→ **Requirement a**:
Condense the paragraph of the text on Star Worlds Arcade that begins "Star Worlds Arcade held its grand opening" into a bulleted list that keeps its main facts.

Star Worlds Arcade held its grand opening on January 11, 1985 in Maple Park, Illinois, USA, with only 18 arcade games.  Today, with hundreds of games rotated regularly throughout its game rooms, Star Worlds can be found in DeKalb, Illinois, having moved in 2004 when owner and manager Patrick O'Malley and partner Glenn Thomas needed more space and more customers.  Although it is predominantly a video game arcade with a couple of rooms dedicated solely to the Golden Age of Video Arcade Games, it is also a small museum exhibiting a wide variety of collectibles associated with arcade game iconography, home video game consoles and 1980s pop culture in general.  Star Worlds was inducted into the Twin Galaxies International Registry of Historic Video Game Arcades by gaming celebrity Walter Day for being one of the last remaining neighborhood arcades still in operation since the 1980s.

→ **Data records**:
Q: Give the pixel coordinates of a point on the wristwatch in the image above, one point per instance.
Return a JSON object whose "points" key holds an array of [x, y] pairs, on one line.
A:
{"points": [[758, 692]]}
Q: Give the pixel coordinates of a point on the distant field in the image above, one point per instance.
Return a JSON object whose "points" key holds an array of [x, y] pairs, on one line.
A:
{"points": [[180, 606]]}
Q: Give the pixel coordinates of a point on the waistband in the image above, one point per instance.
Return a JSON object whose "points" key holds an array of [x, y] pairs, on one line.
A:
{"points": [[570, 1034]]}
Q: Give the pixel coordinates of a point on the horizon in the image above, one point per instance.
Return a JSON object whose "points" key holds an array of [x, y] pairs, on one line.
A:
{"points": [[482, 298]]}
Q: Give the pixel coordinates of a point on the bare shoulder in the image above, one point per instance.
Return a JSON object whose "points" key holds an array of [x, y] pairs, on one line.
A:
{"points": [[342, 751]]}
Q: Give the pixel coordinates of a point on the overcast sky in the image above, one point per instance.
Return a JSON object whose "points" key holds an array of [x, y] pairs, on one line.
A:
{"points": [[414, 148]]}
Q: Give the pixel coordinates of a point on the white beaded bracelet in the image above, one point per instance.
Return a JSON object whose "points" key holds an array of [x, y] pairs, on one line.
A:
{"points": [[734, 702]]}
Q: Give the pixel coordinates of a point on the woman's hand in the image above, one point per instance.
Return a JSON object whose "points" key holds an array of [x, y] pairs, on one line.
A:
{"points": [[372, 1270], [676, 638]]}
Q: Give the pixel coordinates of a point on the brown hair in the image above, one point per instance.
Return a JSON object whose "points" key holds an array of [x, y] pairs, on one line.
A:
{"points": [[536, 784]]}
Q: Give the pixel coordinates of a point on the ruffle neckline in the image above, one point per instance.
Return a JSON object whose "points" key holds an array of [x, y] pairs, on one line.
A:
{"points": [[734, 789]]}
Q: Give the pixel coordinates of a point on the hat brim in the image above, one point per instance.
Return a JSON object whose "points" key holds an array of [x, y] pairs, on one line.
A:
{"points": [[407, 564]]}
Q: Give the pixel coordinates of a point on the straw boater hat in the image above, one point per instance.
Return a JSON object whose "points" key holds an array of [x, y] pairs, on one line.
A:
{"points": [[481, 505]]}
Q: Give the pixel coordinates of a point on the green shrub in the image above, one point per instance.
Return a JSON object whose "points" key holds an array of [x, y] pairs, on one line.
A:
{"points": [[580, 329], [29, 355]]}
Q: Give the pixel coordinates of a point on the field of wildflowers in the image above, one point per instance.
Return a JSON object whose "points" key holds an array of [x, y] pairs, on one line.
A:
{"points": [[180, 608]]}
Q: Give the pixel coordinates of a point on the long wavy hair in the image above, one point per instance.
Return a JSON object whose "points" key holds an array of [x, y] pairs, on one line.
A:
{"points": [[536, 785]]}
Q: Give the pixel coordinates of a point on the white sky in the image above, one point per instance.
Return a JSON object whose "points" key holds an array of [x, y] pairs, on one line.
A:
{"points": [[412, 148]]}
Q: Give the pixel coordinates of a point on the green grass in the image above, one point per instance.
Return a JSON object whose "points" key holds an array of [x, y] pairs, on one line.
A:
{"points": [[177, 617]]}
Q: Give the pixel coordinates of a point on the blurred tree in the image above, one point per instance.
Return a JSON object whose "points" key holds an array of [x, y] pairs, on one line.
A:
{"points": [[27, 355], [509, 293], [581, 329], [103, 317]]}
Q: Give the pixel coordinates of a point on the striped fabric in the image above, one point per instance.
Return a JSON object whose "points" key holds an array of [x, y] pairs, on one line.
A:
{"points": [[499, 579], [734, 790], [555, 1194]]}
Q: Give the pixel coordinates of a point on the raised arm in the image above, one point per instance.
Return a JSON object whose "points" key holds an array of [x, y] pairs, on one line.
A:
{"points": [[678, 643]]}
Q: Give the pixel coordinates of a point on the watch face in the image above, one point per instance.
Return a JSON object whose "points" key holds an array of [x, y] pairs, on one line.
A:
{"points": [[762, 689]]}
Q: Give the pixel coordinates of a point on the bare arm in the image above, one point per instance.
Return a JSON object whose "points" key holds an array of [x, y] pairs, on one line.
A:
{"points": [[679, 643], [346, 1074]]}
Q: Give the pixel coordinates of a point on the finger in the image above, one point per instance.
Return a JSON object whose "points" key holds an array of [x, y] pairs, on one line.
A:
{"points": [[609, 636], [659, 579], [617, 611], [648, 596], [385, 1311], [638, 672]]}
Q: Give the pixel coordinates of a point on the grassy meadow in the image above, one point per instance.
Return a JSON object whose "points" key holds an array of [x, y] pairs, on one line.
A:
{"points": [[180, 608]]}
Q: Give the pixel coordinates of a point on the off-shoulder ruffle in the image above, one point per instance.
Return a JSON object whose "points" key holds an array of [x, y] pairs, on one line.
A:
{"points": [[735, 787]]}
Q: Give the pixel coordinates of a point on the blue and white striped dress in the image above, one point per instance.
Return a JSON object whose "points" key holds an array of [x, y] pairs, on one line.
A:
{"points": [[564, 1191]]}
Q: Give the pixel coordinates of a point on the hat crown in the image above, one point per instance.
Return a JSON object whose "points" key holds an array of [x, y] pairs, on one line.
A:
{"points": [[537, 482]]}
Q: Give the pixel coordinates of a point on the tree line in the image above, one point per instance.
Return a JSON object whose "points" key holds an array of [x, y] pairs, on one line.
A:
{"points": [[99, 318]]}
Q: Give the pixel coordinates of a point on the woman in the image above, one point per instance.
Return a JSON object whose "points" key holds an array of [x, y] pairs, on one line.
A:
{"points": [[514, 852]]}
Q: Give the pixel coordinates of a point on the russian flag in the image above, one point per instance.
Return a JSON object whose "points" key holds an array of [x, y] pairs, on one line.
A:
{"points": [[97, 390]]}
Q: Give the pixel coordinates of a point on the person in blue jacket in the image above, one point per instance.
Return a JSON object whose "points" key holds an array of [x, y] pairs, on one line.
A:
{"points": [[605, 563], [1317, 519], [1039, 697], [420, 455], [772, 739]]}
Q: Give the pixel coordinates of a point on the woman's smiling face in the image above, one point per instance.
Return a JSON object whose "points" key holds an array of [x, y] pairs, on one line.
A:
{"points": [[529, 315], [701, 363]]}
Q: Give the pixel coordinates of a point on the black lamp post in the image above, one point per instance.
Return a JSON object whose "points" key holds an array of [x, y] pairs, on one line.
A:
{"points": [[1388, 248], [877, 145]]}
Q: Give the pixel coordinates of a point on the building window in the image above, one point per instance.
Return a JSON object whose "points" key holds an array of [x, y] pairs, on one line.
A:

→ **Requirement b**:
Retype the data entries word for word, starting at the line that contains "the woman in" and ending at the last line of the entries.

→ **Output a**:
- Opened January 11, 1985, in Maple Park, Illinois, USA, with only 18 arcade games.
- Moved to DeKalb, Illinois, in 2004, when owner and manager Patrick O'Malley and partner Glenn Thomas needed more space and more customers.
- Now has hundreds of games rotated regularly through its game rooms.
- Mainly a video game arcade, with a couple of rooms devoted solely to the Golden Age of Video Arcade Games.
- Also a small museum of collectibles tied to arcade game iconography, home video game consoles and 1980s pop culture.
- Inducted into the Twin Galaxies International Registry of Historic Video Game Arcades by gaming celebrity Walter Day as one of the last neighborhood arcades still operating since the 1980s.

→ **Output b**:
Q: Give the pixel coordinates of a point on the woman in the image above, one point per instance.
Return a JSON object whose "points" key holds an array of [x, y] pairs, on one line.
A:
{"points": [[514, 852]]}
Q: Give the pixel coordinates of a point on the russian flag in the image above, one point per instance.
Return a JSON object whose "points" key holds an array of [x, y] pairs, on one line.
A:
{"points": [[97, 390]]}
Q: Give the pixel coordinates of a point on the person in blue jacket in the image above, one point per instance.
Return a JSON object whose "points" key holds an array of [x, y] pairs, on one line.
A:
{"points": [[605, 563], [1317, 519], [1039, 697], [420, 455], [772, 739]]}
Q: Give the pixel coordinates of a point on the woman's smiling face in the image above, one point per instance.
Return a JSON object whose "points" key holds an array of [x, y] pairs, on one line.
A:
{"points": [[529, 315], [701, 363]]}
Q: Give the pixel coordinates of a point on the black lamp post in the image above, one point per instance.
Return a JSON object whose "points" key holds an array of [x, y] pairs, on one line.
A:
{"points": [[1388, 248], [877, 145]]}
Q: Give the pixel coordinates of a point on the building window in the image above, one point per instance.
Return a JSON object whose "points" key holds an array of [x, y] pairs, on one line.
A:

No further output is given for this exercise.